• **Aim of the task**
Reply with the data below, repeated exactly in full.

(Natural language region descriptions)
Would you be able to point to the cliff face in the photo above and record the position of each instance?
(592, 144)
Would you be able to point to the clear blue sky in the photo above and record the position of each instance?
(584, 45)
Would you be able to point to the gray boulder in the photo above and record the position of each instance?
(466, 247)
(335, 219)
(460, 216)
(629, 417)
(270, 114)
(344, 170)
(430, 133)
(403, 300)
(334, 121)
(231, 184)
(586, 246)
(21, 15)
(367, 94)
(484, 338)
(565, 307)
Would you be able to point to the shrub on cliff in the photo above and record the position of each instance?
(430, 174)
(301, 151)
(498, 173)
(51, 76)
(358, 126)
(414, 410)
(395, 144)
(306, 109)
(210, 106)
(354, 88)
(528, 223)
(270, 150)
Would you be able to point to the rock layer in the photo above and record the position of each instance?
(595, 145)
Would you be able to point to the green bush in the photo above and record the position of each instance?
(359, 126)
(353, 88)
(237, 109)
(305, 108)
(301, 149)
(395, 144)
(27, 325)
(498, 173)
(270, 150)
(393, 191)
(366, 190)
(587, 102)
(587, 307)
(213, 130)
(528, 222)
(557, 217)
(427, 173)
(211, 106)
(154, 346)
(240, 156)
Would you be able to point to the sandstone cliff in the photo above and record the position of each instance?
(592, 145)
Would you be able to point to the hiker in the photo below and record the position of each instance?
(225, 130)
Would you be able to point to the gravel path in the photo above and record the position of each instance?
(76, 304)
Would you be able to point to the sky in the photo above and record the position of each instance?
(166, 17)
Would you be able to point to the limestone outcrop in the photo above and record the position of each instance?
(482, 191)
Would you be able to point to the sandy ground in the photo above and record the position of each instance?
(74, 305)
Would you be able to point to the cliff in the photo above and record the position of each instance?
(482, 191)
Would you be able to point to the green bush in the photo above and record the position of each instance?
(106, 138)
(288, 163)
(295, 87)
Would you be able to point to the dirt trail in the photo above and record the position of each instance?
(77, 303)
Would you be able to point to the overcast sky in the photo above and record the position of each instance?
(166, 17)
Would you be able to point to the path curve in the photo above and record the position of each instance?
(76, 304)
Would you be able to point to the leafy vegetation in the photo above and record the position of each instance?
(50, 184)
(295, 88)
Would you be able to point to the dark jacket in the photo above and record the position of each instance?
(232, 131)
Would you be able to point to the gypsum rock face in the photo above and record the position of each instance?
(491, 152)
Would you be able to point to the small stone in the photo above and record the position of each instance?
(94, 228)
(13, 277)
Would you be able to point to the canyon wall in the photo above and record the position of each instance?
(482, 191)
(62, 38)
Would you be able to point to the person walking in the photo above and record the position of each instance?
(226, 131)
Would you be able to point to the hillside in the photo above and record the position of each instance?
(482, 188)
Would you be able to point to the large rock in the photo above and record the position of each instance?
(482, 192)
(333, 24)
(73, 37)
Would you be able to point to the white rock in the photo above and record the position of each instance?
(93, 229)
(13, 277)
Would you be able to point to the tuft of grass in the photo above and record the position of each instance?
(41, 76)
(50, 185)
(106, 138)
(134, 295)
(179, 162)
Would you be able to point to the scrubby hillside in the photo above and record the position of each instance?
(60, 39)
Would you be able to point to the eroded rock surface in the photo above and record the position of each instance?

• **Task output**
Would you be able to point to the cliff face in the photo above and record the position of each instance?
(592, 144)
Would you be able to point to the clear blue sky in the photo above and record the position of each instance?
(584, 45)
Would you be able to point to the gray boulder in the photo above and record the position of each instance?
(466, 247)
(335, 219)
(460, 216)
(629, 417)
(270, 114)
(344, 170)
(430, 133)
(403, 300)
(334, 121)
(231, 184)
(586, 246)
(21, 15)
(367, 94)
(484, 338)
(565, 307)
Would you be able to point to the shrub on cliff in the photo above and record the position of each instance?
(430, 174)
(301, 151)
(498, 173)
(51, 76)
(358, 126)
(414, 410)
(395, 144)
(306, 109)
(210, 106)
(354, 88)
(528, 223)
(270, 150)
Would you be able to point to the rock layer in the photo above and record the position of each instance?
(595, 145)
Would you be able to point to the green bush in the photo above and record the position of each instance?
(359, 126)
(353, 88)
(237, 109)
(305, 108)
(301, 149)
(395, 144)
(27, 325)
(498, 173)
(270, 150)
(393, 191)
(366, 190)
(587, 102)
(587, 307)
(213, 130)
(528, 222)
(557, 217)
(427, 173)
(211, 106)
(154, 346)
(240, 156)
Would you be able to point to the sandstone cliff in the photo above and record the position of each instance?
(592, 145)
Would you be able to point to the hiker in the photo below and record the position of each instance?
(225, 130)
Would you be able to point to the gravel path in the photo above and record the position of each instance?
(76, 304)
Would you be able to point to the sky in the photo above and record the position of each instance?
(166, 17)
Would you be able to point to the limestone outcrop in the photo above and record the position of each instance?
(482, 191)
Would you be able to point to the sandy ground in the photo above and record the position of each instance?
(74, 305)
Would you be able to point to the cliff in the photo above and record the position of each instance?
(482, 191)
Would you be able to point to the green bush in the photo above and record the position of each instance?
(106, 138)
(288, 163)
(295, 87)
Would you be able to point to the dirt trail in the photo above and record the position of each instance?
(77, 303)
Would you be able to point to the overcast sky in the photo above and record the position of each instance?
(166, 17)
Would you be able to point to the path curve in the photo above and record the position of each instance?
(76, 304)
Would you be able to point to the leafy vegetation in the photo above and record the position of each instance?
(50, 184)
(295, 88)
Would you be able to point to the dark jacket in the photo above and record the position of each instance?
(232, 131)
Would you be able to point to the gypsum rock face in the photo above and record the position of each instance?
(491, 152)
Would you be able to point to the small stone in the photo above and record the position of each instance?
(94, 228)
(13, 277)
Would you be able to point to the canyon wall in the photo above and record the position of each instance?
(482, 191)
(62, 38)
Would you be able to point to the person walking in the photo above and record the position of each instance?
(226, 131)
Would you be able to point to the hillside in the photo above and record the position of each instance?
(482, 188)
Would you be able to point to the large rock in the photo above and record the position of each instance?
(482, 192)
(333, 24)
(73, 37)
Would you be able to point to the white rock in the photo above and record the position of each instance?
(93, 229)
(13, 277)
Would you be able to point to the tuft of grass in the photo above and record the position of each instance?
(41, 76)
(50, 185)
(106, 138)
(134, 295)
(179, 162)
Would you be able to point to the scrubby hillside in the photo above and record the position of each instance?
(60, 39)
Would you be able to point to the eroded rock surface in the photo above and record the position of each instance?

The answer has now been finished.